Excerpted text:
Learn how to paint “Surfer Beach”, a painting with three surfboards, sail boat and sandy beach shore.

This surfboard painting tutorial will show you techniques for painting a beach including simple waves. If you want to learn further in depth techniques for painting waves, you can also check out my “Beach Day” painting tutorial!

surfboard painting

You can customize the designs on colors on the boards!

Enjoy and happy painting!


  • Acrylic Paint
  • Paint Brushes
  • 11 x 14 Canvas
  • Paint Palette
  • Water Cup
  • Painters Tape (optional)
  • Pencil
  • Ruler
  • White Chalk (optional)


  • Titanium White
  • Mars Black
  • Alizarin Crimson Hue Permanent
  • Primary Yellow
  • Hooker’s Green Hue Permanent
  • Light Blue Violet
  • Turquoise Blue
  • Burnt Sienna
  • Naples Yellow
  • Deep Violet


  • 3/4″ flat wash
  • #12 bright brush
  • #4 round brush
  • 3/8″ angle brush

Color Palette

There are a lot of colors in this painting! Some of these colors can be changed to customize the colors of the surfboards. I used Liquitex BASICS acrylics for this tutorial. If you are using a different branch, you can sub to these colors:

Craft Paint Conversion

If you are using craft paints such as Apple Barrel Craft paints, I would recommend subbing to:

  • White
  • Bimini Blue
  • Black
  • Yellow Flame
  • Nutmeg Brown
  • New Shamrock
  • Parrot Blue
  • Purple Irish
  • Flag Red
  • Any Kind of Beige/ Sand Color

Directions At A Glance

surfboard painting


Step By Step Directions

1. Paint Sky

Position your canvas in horizontal mode. Then measure about 3″ from the top edge of the canvas. Place a piece of painters tape horizontally across the canvas. This will establish where the horizon line is for the beach!

Stated task A: Decide whether each statement agrees with the surfboard painting tutorial above, answering yes or no and quoting the deciding words: (i) The author used Liquitex BASICS acrylics for the tutorial. (ii) Painters tape is a required supply. (iii) The tape marking the horizon goes about 3″ from the top edge of the canvas.
Stated task B: Pick up the surfboard painting tutorial above after its last sentence and carry on with the steps.

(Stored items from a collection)
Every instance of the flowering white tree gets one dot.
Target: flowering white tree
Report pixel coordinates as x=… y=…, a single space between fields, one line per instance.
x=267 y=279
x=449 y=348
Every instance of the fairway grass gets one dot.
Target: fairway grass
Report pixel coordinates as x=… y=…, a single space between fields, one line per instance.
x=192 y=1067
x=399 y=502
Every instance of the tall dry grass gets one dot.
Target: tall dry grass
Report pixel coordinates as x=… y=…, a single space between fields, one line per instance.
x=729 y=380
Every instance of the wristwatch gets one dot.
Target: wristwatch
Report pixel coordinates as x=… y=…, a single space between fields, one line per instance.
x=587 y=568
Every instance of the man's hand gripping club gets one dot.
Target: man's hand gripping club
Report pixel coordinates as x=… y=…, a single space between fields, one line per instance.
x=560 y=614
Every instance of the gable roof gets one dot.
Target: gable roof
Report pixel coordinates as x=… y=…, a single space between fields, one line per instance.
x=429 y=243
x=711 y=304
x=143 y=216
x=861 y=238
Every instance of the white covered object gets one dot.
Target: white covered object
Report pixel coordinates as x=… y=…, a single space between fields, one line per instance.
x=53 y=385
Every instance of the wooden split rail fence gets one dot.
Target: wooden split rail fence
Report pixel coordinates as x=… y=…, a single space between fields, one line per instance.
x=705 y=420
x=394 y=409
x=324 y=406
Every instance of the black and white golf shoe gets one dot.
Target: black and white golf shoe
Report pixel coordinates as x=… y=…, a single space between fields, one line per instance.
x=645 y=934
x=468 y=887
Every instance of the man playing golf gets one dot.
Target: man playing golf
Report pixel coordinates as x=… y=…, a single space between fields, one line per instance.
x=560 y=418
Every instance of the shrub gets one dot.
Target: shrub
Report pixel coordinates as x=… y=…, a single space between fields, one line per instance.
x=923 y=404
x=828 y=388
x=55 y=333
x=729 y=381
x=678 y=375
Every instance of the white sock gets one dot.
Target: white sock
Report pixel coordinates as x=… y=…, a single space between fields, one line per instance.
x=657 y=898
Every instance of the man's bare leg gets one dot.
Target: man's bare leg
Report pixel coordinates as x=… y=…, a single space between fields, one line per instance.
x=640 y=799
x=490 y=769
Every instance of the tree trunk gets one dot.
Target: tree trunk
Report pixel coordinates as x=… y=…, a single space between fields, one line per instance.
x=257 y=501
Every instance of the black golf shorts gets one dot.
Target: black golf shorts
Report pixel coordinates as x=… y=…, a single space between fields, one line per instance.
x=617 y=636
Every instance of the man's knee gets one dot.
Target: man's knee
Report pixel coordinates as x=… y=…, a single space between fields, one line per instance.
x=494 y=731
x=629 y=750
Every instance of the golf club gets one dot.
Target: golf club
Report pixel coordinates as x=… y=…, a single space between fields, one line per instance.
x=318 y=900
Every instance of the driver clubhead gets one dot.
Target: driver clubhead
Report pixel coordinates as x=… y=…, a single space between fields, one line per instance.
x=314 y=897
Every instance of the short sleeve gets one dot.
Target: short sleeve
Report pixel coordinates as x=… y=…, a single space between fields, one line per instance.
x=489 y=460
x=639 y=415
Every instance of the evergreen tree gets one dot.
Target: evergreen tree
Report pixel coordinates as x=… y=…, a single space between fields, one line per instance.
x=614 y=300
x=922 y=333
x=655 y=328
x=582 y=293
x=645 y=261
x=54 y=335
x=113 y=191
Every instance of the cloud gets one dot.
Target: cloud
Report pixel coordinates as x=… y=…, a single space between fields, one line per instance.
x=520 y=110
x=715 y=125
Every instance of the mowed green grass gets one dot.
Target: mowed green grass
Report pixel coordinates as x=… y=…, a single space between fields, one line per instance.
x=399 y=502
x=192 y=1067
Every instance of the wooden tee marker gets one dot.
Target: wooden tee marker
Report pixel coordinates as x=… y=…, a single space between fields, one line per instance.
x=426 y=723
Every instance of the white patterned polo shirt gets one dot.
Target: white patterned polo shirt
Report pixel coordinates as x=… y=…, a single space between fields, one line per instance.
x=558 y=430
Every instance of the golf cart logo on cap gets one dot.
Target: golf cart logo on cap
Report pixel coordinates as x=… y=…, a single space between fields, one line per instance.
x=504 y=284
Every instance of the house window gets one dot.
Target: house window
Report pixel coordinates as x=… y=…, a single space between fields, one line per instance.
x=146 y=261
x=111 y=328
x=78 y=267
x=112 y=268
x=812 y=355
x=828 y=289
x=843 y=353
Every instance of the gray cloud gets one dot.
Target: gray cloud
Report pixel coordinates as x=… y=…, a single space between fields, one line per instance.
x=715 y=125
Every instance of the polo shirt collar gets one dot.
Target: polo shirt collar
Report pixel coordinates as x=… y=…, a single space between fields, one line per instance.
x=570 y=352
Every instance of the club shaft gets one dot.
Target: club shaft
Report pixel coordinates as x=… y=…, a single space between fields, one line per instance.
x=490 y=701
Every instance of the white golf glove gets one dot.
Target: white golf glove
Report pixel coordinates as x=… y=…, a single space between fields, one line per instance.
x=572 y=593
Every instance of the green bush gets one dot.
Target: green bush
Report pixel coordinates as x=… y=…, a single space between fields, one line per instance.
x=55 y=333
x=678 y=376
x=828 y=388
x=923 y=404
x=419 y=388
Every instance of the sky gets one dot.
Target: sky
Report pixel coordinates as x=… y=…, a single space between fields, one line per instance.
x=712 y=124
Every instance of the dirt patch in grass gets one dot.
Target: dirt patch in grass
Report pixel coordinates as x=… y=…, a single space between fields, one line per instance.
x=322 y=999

Written reply A:
(i) Yes: "I used Liquitex BASICS acrylics for this tutorial."
(ii) No: "Painters Tape (optional)"
(iii) Yes: "Then measure about 3″ from the top edge of the canvas. Place a piece of painters tape horizontally across the canvas."

Written reply B:
Next, load light blue violet and titanium white onto your palette. Use a 3/4″ flat wash brush to mix equal parts blue and white together.

Paint horizontal strokes across the canvas and go about halfway down the sky.

Then add more titanium white to your brush. Add this lighter color on the bottom and blend it up. This will allow the sky to be darker on the top and lighter on the bottom.

Then gently lift the painters tape.

2. Paint Water

Load the color turquoise onto your palette.

Mix the turquoise with equal amounts of titanium white and (optional) add a little bit of light blue violet into the mix. Essentially, you want a medium to light turquoise color for the ocean water.

Measure 2″ down from the horizon line and make a little mark. This is how far down the ocean water will go until it is the sand.

Use the 3/4 flat brush to paint the water along the horizon line. Add a little more white to your brush as you paint the water further in the distance. Then blend it down so it’s a bit darker in the middle.

Paint this entire area with the turquoise/white and try not to “over blend” the colors to one solid color.

3. Paint Sand

Load the color burnt Sienna onto your paint palette. Add titanium white on your palette too if you need more.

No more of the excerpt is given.